- PROVIDED RECORDS:

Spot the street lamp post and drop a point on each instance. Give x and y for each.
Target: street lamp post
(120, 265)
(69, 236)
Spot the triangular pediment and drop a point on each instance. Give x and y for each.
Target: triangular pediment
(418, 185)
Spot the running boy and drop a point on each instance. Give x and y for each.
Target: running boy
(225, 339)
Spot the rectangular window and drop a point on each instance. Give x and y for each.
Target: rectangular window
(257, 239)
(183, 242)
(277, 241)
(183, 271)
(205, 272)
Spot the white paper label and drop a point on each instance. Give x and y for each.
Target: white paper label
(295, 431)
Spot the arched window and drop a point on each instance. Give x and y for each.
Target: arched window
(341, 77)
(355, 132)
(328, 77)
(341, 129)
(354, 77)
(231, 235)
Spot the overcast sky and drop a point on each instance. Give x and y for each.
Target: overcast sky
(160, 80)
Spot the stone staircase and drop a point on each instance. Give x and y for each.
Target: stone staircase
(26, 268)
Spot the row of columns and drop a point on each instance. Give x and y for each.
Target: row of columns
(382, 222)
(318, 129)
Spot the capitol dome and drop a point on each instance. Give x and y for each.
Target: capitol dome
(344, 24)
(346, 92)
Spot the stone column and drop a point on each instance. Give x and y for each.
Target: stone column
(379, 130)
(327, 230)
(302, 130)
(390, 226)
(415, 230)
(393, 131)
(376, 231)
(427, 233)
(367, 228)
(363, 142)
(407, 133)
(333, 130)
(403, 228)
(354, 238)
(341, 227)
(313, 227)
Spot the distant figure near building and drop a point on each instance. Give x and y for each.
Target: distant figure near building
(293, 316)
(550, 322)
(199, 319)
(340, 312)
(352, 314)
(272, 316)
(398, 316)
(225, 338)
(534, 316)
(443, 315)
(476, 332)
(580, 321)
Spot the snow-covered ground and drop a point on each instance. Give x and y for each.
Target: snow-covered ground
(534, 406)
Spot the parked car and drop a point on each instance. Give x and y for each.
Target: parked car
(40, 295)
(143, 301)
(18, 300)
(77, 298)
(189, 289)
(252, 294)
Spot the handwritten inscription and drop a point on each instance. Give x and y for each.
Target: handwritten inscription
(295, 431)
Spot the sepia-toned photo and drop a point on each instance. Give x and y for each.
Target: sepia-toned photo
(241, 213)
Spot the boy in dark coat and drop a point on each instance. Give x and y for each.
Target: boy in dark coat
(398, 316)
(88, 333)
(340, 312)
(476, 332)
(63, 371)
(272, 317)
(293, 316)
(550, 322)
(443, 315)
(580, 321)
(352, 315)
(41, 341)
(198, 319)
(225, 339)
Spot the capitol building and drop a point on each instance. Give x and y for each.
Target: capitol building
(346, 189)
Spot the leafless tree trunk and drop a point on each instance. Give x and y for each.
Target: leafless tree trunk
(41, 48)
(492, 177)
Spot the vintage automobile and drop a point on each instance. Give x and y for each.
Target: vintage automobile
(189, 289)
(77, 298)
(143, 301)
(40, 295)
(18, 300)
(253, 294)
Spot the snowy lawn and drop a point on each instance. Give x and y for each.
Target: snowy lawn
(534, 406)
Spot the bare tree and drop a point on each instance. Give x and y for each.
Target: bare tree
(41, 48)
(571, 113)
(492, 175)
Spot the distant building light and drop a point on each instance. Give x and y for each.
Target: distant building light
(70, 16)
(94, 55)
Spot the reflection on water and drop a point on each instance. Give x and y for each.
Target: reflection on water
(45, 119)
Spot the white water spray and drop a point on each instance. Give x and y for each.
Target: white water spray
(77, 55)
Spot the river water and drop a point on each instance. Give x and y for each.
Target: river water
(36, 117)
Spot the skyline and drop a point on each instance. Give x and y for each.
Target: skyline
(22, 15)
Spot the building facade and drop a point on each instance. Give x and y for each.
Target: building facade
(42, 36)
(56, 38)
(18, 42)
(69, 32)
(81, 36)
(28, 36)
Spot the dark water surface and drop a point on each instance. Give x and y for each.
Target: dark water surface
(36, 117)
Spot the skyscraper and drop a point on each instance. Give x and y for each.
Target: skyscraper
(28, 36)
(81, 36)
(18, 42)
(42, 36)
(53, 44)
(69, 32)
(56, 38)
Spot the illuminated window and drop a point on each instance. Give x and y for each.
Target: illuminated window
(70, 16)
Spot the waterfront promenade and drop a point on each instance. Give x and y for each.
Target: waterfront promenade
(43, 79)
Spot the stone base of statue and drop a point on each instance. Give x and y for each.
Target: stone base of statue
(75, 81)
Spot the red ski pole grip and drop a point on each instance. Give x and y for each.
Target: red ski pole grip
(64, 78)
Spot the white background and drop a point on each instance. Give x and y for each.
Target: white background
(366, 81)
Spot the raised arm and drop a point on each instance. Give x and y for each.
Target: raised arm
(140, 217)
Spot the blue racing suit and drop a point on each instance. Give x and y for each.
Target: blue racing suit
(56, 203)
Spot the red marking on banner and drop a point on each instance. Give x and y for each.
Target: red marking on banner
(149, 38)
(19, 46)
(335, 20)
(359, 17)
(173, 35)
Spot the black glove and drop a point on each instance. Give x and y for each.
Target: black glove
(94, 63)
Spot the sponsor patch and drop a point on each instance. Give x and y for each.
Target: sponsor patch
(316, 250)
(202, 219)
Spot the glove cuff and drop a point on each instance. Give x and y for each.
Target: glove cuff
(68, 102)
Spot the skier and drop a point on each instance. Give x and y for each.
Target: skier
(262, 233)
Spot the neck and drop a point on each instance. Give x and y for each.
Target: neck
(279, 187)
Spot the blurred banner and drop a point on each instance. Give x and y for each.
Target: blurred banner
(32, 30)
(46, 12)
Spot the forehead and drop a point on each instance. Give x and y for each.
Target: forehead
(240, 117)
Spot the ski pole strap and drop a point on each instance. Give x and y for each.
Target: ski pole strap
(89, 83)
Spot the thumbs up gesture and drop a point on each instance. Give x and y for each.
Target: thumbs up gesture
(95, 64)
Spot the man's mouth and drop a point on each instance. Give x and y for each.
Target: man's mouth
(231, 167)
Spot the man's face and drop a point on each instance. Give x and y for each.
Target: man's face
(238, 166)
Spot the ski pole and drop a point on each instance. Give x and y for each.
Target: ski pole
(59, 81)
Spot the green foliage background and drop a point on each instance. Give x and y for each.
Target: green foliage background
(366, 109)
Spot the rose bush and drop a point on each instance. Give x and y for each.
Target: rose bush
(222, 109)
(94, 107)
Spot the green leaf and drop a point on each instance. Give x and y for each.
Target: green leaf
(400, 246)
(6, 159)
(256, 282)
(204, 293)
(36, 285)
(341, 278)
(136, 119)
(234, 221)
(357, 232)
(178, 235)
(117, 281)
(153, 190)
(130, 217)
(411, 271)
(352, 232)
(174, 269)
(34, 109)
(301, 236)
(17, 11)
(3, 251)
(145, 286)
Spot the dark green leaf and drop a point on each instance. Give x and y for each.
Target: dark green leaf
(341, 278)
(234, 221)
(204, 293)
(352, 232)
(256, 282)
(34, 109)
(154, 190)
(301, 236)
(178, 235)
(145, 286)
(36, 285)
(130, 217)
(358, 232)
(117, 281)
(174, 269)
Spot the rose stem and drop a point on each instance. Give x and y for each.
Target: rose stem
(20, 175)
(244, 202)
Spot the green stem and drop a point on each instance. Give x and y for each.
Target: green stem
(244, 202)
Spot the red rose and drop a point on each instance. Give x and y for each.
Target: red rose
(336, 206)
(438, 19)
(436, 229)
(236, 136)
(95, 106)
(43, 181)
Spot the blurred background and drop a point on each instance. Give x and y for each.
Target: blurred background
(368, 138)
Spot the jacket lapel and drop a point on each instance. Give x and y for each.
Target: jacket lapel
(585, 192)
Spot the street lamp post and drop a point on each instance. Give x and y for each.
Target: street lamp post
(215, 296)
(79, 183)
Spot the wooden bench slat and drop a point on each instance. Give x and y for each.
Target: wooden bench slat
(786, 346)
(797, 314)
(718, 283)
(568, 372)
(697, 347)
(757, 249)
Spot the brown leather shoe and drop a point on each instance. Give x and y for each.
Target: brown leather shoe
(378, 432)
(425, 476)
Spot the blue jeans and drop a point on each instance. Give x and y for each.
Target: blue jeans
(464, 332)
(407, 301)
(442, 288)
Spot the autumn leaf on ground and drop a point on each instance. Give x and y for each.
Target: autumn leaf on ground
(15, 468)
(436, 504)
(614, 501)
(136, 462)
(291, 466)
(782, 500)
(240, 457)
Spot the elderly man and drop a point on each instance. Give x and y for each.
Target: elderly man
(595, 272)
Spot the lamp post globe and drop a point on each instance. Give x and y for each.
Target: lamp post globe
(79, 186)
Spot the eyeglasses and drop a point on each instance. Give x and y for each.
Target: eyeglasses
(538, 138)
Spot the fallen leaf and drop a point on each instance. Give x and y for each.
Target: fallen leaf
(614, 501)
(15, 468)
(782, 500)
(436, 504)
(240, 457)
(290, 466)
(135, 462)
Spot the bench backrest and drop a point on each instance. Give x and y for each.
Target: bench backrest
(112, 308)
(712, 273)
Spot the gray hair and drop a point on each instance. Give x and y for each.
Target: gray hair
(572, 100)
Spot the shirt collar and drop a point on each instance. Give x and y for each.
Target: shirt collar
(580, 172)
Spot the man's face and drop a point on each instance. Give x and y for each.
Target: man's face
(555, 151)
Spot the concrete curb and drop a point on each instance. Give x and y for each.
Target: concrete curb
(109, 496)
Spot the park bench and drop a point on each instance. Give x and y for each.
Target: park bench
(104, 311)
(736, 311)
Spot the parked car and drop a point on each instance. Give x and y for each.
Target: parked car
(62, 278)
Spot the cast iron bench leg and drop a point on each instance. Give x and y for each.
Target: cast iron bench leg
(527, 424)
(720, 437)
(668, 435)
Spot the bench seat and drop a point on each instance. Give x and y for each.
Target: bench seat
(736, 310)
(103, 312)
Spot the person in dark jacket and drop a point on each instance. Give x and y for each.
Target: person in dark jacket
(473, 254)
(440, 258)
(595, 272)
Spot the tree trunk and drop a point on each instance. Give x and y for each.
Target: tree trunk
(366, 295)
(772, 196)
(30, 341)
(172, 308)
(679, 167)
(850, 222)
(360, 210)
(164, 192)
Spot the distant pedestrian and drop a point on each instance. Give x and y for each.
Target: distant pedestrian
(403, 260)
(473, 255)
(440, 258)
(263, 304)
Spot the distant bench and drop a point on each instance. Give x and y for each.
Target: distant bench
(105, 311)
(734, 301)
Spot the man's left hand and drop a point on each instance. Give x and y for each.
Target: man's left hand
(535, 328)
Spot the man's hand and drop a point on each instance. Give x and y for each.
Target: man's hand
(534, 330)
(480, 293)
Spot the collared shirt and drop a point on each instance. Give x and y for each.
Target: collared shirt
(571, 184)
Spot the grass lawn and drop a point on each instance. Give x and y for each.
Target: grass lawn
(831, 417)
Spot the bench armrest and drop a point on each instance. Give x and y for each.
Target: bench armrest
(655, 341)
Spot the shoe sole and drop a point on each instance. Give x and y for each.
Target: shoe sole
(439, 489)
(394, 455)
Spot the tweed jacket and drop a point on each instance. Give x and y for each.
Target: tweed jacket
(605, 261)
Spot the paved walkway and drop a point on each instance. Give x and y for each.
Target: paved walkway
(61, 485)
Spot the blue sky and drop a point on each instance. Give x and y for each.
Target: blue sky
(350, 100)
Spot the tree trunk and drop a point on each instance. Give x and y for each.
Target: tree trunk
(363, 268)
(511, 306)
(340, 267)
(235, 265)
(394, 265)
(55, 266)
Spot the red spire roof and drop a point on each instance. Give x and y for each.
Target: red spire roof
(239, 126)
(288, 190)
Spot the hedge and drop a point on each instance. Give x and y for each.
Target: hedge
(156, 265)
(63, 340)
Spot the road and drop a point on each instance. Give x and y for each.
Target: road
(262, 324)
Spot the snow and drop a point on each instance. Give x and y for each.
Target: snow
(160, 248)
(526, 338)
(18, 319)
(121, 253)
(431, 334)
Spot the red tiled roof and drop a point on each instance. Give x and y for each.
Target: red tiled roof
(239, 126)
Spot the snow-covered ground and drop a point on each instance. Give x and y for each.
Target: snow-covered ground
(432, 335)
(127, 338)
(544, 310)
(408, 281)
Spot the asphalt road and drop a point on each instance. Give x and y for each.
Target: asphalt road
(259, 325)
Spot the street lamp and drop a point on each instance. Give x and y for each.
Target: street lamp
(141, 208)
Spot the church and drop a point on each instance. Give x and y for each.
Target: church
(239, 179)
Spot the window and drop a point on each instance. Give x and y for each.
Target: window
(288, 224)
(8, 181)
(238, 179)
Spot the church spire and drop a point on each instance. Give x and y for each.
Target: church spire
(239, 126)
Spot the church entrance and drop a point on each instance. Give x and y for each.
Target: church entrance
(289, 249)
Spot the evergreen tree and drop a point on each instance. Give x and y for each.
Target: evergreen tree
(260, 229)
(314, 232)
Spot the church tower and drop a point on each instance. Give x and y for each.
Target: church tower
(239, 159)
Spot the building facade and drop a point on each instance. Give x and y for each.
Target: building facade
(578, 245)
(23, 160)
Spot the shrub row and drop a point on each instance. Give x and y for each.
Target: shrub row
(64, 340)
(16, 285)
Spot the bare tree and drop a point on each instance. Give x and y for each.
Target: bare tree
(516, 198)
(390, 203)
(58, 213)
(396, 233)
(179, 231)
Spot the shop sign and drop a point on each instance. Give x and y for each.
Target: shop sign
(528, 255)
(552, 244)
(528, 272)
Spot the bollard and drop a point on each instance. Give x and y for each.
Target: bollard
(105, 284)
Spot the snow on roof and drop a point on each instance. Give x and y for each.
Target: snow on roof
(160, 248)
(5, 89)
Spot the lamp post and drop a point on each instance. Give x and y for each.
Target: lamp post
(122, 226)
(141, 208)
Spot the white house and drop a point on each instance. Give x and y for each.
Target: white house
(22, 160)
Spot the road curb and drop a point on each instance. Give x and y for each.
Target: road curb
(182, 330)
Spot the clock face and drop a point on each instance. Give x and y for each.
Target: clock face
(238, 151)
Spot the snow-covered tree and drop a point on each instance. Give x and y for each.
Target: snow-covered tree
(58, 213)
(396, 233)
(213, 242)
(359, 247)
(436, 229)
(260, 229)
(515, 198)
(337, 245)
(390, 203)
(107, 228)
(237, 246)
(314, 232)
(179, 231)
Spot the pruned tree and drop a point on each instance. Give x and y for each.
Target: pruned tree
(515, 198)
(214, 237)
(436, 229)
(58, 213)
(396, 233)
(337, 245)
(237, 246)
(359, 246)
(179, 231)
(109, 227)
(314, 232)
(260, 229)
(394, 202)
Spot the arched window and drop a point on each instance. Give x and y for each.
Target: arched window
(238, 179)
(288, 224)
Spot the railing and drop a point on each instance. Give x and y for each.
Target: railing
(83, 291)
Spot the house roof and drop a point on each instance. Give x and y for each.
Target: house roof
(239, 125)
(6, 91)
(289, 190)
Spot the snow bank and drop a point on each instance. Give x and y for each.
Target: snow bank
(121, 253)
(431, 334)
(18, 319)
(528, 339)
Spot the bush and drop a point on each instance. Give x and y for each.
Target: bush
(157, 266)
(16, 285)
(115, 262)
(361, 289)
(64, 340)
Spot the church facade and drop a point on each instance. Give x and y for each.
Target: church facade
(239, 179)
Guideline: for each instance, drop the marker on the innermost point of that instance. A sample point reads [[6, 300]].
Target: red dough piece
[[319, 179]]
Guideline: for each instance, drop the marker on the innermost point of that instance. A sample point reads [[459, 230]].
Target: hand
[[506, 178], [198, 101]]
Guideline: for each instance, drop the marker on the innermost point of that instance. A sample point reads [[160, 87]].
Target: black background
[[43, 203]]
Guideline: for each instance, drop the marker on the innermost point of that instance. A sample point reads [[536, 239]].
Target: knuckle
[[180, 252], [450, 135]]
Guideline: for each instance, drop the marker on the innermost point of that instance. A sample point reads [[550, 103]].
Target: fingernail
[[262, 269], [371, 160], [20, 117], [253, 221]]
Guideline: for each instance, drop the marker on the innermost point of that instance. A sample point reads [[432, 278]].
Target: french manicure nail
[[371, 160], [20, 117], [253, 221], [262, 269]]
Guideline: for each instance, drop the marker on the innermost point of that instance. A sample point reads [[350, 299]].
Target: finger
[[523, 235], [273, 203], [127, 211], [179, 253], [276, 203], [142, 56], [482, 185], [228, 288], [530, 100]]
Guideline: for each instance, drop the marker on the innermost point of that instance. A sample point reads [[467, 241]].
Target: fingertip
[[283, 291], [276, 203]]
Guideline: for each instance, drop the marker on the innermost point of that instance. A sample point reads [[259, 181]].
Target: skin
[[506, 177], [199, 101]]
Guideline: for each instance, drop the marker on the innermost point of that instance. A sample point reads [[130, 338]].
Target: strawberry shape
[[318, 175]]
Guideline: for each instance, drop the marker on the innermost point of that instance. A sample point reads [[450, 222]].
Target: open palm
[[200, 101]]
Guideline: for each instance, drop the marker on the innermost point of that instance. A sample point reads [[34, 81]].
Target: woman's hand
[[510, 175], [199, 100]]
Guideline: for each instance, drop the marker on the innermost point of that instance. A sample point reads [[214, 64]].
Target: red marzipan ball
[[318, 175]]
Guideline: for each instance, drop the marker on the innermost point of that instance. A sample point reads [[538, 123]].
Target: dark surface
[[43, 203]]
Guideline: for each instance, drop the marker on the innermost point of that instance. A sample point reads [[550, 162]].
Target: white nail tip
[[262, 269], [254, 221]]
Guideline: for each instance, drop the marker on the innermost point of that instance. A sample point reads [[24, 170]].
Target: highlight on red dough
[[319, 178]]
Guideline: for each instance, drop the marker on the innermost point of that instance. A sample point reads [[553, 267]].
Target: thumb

- PROBLEM TO WORK ON: Reproducing the whole listing above is not the task. Copy exactly only the lines from the one with "Target: skyline" to the one with "Spot the dark water", both kept.

- OUTPUT:
Target: skyline
(22, 15)
Spot the building facade and drop a point on each instance. Give x and y for each.
Target: building facade
(42, 36)
(56, 38)
(18, 42)
(69, 32)
(81, 36)
(28, 36)
Spot the dark water surface and drop a point on each instance. Give x and y for each.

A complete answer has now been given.